It’s not a good sign when, after running a 1.5 mile run, you collapse to the track and someone has to apply a defibrillator to your chest to shock your heart back to life. It certainly isn’t an indicator that you should be running the Rite Aid Cleveland Half Marathon less than two years later. Tell John Bechtel that.
I met John, a 34-year old East Cleveland Police Officer a couple of days ago and conducted his fitness evaluation. He’s one of the eight folks I’m working with as they prepare for the half or full marathon to be run this May. Over the years, I’ve had many opportunities to work with people recovering from major surgeries, but never one that came as close to dying as John. He was completing the SWAT entrance physical exam…a 1.5 mile run…when his troubles began. He told me that the last thing he remembered was starting the race…and nothing again until he was in a hospital. He collapsed after the run and had a doctor with an AED not been present, he would have run his last mile. Instead, he went to the Cleveland Clinic where he had open heart surgery to replace the valves in his aortic artery with those from a cow (pig and mechanical were his other choices). He started his rehab at the Clinic barely able to walk ten minutes. He’d been running before the incident and had been planning to run a marathon and so as his recovery continued, he again began to dream of bigger things.

Dataset records:
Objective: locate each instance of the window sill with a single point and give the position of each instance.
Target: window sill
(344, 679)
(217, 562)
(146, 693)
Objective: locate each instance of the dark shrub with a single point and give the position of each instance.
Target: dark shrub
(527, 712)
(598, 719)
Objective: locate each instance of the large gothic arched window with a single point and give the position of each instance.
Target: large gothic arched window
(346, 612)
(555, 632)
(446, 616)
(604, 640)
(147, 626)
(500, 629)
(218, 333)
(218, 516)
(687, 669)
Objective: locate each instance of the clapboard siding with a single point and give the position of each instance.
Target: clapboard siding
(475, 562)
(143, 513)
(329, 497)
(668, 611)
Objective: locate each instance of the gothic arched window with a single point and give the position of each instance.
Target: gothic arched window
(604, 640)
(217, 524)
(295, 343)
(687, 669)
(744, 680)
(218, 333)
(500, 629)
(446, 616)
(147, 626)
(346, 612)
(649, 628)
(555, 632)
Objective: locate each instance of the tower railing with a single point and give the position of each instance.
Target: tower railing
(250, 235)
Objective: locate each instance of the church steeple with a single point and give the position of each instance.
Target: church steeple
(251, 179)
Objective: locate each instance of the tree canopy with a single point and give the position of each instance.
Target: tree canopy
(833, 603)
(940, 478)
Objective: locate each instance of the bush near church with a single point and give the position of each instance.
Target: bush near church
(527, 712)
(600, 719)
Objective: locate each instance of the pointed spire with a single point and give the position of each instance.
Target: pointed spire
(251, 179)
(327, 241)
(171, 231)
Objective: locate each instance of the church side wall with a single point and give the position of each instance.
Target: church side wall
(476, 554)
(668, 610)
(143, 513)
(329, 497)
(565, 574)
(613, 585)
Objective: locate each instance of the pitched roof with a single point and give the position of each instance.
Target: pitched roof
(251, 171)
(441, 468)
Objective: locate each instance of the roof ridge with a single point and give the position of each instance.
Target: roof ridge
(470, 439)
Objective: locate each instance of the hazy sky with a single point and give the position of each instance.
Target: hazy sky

▶ **Problem 1**
Rewrite the marathon story from "It’s not a good" up to and including "John Bechtel that.", replacing "track" with "ground".
▶ **Problem 2**
Answer these questions on the marathon story:
(a) How old is John Bechtel?
(b) What was he completing when his troubles began?
(c) Where did he have open heart surgery?
▶ **Problem 3**
According to the marathon story, why did John again begin to dream of bigger things as his recovery continued?

▶ **Result 1**
It’s not a good sign when, after running a 1.5 mile run, you collapse to the ground and someone has to apply a defibrillator to your chest to shock your heart back to life. It certainly isn’t an indicator that you should be running the Rite Aid Cleveland Half Marathon less than two years later. Tell John Bechtel that.

▶ **Result 2**
(a) He is 34.
(b) He was completing the SWAT entrance physical exam, a 1.5 mile run.
(c) He had it at the Cleveland Clinic.

▶ **Result 3**
He had been running before the incident and had been planning to run a marathon.